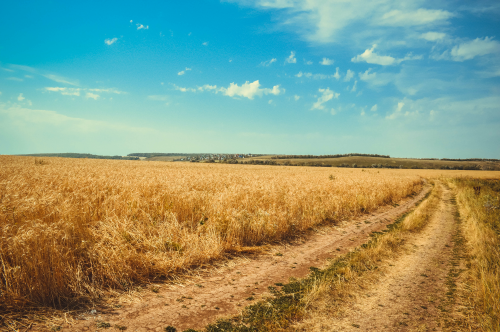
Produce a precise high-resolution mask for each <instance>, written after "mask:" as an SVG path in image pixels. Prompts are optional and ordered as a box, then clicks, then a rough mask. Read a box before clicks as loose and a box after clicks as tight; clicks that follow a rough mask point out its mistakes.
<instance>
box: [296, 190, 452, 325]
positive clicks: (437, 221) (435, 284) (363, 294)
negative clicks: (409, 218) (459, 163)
mask: <svg viewBox="0 0 500 332" xmlns="http://www.w3.org/2000/svg"><path fill="white" fill-rule="evenodd" d="M439 185H441V184H439ZM441 186H442V185H441ZM442 187H443V196H442V199H441V201H440V203H439V204H440V205H439V208H438V210H437V212H436V213H435V214H434V216H433V217H432V218H431V220H430V222H429V224H428V225H427V227H426V228H425V229H424V230H423V231H422V232H421V233H418V234H416V235H415V236H413V237H412V238H411V239H410V241H409V242H408V243H407V247H408V248H409V250H408V251H407V252H406V253H405V254H402V255H401V256H400V257H399V258H398V259H397V260H393V261H390V262H389V263H388V264H385V265H386V266H385V267H382V268H381V269H380V270H381V271H382V272H381V276H380V278H379V281H378V282H376V283H374V284H372V285H371V286H370V287H369V288H368V289H365V290H364V291H363V293H362V294H359V295H358V296H357V297H356V299H355V300H354V301H353V303H351V304H350V306H349V308H348V309H346V310H345V311H344V313H343V315H342V317H341V318H338V317H335V318H323V319H322V320H321V322H319V321H318V320H317V319H316V320H315V321H314V322H313V319H311V322H309V323H308V322H307V321H305V322H303V323H301V324H299V325H300V327H301V329H300V330H304V331H441V330H442V327H443V326H442V323H441V318H442V312H443V311H445V309H444V307H445V306H446V303H444V302H445V301H446V300H445V296H443V295H444V294H445V293H446V291H447V283H446V281H447V275H448V272H449V271H450V261H451V260H452V255H453V252H452V251H453V234H454V230H456V223H455V220H454V216H453V213H454V209H455V206H454V205H453V203H452V197H453V196H452V193H451V191H450V190H449V189H447V188H445V187H444V186H442Z"/></svg>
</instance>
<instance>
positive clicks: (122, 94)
mask: <svg viewBox="0 0 500 332" xmlns="http://www.w3.org/2000/svg"><path fill="white" fill-rule="evenodd" d="M84 90H88V91H93V92H104V93H116V94H117V95H123V94H127V93H126V92H124V91H120V90H116V89H115V88H108V89H84Z"/></svg>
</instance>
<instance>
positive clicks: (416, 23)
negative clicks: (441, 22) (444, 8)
mask: <svg viewBox="0 0 500 332" xmlns="http://www.w3.org/2000/svg"><path fill="white" fill-rule="evenodd" d="M453 16H454V14H452V13H450V12H448V11H446V10H440V9H424V8H420V9H417V10H414V11H401V10H398V9H394V10H391V11H389V12H387V13H385V14H384V15H383V16H382V18H381V19H380V21H379V22H378V23H379V24H380V25H389V26H394V27H404V26H417V25H428V24H432V23H437V22H444V21H447V20H448V19H450V18H452V17H453Z"/></svg>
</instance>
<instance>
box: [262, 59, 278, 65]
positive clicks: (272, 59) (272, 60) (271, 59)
mask: <svg viewBox="0 0 500 332" xmlns="http://www.w3.org/2000/svg"><path fill="white" fill-rule="evenodd" d="M276 61H277V60H276V58H272V59H271V60H267V61H262V62H261V63H260V65H261V66H264V67H269V66H270V65H271V64H272V63H274V62H276Z"/></svg>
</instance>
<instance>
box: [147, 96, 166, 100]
mask: <svg viewBox="0 0 500 332" xmlns="http://www.w3.org/2000/svg"><path fill="white" fill-rule="evenodd" d="M148 99H149V100H154V101H167V100H169V97H168V96H164V95H152V96H148Z"/></svg>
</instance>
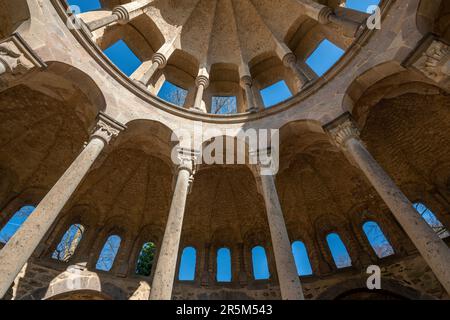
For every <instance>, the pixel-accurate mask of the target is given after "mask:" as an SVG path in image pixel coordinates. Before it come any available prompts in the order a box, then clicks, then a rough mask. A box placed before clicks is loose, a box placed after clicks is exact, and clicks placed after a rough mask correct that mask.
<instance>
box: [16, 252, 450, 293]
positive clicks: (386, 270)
mask: <svg viewBox="0 0 450 320" xmlns="http://www.w3.org/2000/svg"><path fill="white" fill-rule="evenodd" d="M380 267H381V271H382V280H381V287H382V289H383V290H384V291H386V292H389V293H390V294H393V295H395V296H397V297H399V298H405V299H448V298H449V296H448V294H446V293H445V291H444V290H443V288H442V287H441V285H440V284H439V283H438V281H437V280H436V278H435V277H434V275H433V274H432V272H431V270H430V269H429V267H428V266H427V265H426V264H425V262H424V261H423V259H422V258H421V257H420V256H419V255H417V254H412V255H410V256H408V257H405V258H401V259H399V258H396V257H391V258H387V259H385V260H384V261H381V263H380ZM368 276H369V275H368V274H366V272H365V270H362V271H357V270H355V269H352V268H350V269H346V270H345V269H344V270H340V271H339V272H336V273H334V274H331V275H328V276H322V277H318V276H310V277H301V282H302V285H303V290H304V293H305V298H306V299H335V298H339V297H343V296H345V295H346V294H348V293H349V292H353V291H355V290H361V289H362V290H364V289H365V288H366V280H367V277H368ZM149 282H150V281H149V279H146V278H145V277H137V276H129V277H126V278H120V277H115V276H112V275H110V274H107V273H104V272H91V271H88V270H86V269H85V268H83V267H80V266H70V267H69V268H68V270H66V271H63V270H62V271H61V270H60V271H58V270H55V269H52V268H49V267H45V266H42V265H39V262H37V263H28V265H27V266H25V267H24V269H23V270H22V272H21V274H20V275H19V277H18V278H17V279H16V281H15V283H14V286H13V297H12V298H13V299H16V300H17V299H73V298H76V297H78V298H79V299H92V298H99V299H100V298H103V299H133V300H135V299H136V300H141V299H142V300H146V299H148V297H149V293H150V285H149ZM81 293H84V295H82V294H81ZM88 293H89V294H88ZM72 295H73V296H72ZM77 295H78V296H77ZM380 297H381V298H382V297H383V295H380ZM380 297H379V298H380ZM173 299H186V300H199V299H200V300H203V299H206V300H209V299H225V300H228V299H237V300H254V299H257V300H277V299H280V291H279V287H278V285H277V284H276V283H274V281H272V280H269V281H258V282H257V283H255V284H252V285H249V286H247V285H246V286H239V285H234V284H233V285H228V284H225V285H217V284H212V285H210V286H207V287H204V286H198V285H196V284H189V283H180V282H177V283H176V285H175V287H174V291H173Z"/></svg>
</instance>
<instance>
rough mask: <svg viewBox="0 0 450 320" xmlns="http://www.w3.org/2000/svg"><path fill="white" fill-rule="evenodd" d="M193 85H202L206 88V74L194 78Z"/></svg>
mask: <svg viewBox="0 0 450 320" xmlns="http://www.w3.org/2000/svg"><path fill="white" fill-rule="evenodd" d="M195 85H196V86H197V87H200V86H203V88H205V89H206V88H208V86H209V79H208V77H207V76H205V75H199V76H198V77H197V78H196V79H195Z"/></svg>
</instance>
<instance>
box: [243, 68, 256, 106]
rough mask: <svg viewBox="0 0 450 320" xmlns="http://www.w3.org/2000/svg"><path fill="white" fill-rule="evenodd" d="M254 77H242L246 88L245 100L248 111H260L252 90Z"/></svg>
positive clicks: (245, 87) (244, 85)
mask: <svg viewBox="0 0 450 320" xmlns="http://www.w3.org/2000/svg"><path fill="white" fill-rule="evenodd" d="M252 82H253V81H252V78H251V77H250V76H243V77H242V78H241V87H242V89H244V93H245V100H246V102H247V109H246V110H245V111H247V112H256V111H258V107H257V106H256V103H255V97H254V96H253V90H252Z"/></svg>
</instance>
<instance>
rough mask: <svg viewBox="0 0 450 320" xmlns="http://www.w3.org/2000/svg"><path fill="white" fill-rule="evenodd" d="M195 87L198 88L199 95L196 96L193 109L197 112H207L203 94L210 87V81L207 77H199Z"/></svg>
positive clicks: (198, 94)
mask: <svg viewBox="0 0 450 320" xmlns="http://www.w3.org/2000/svg"><path fill="white" fill-rule="evenodd" d="M195 85H196V86H197V93H196V94H195V101H194V106H193V107H192V108H193V109H194V110H196V111H200V112H206V110H205V109H204V107H203V105H202V102H203V93H204V92H205V89H206V88H208V86H209V79H208V77H207V76H205V75H199V76H198V77H197V79H196V80H195Z"/></svg>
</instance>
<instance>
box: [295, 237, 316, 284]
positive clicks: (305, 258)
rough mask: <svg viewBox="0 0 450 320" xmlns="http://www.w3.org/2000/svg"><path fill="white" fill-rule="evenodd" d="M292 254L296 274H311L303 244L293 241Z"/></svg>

__ASSIGNED TASK__: Your answer should be every line above that contains the word "loose".

__ANSWER BOX__:
Produce a precise high-resolution mask for each <instance>, written after "mask:" as an SVG path in image pixels. Prompts are optional and ordered as a box, then clicks, then a rough mask. Read a box before clicks as loose and a box after clicks as tight; clicks that follow a rough mask point out its mistakes.
For every <instance>, the pixel-accurate mask of the target is given after "mask:" as an SVG path in image pixel coordinates. Before it come any available prompts in the order a box, then clicks, then a rough mask. A box placed before clicks is loose, a box placed after clicks is exact, and clicks placed after a rough mask correct that mask.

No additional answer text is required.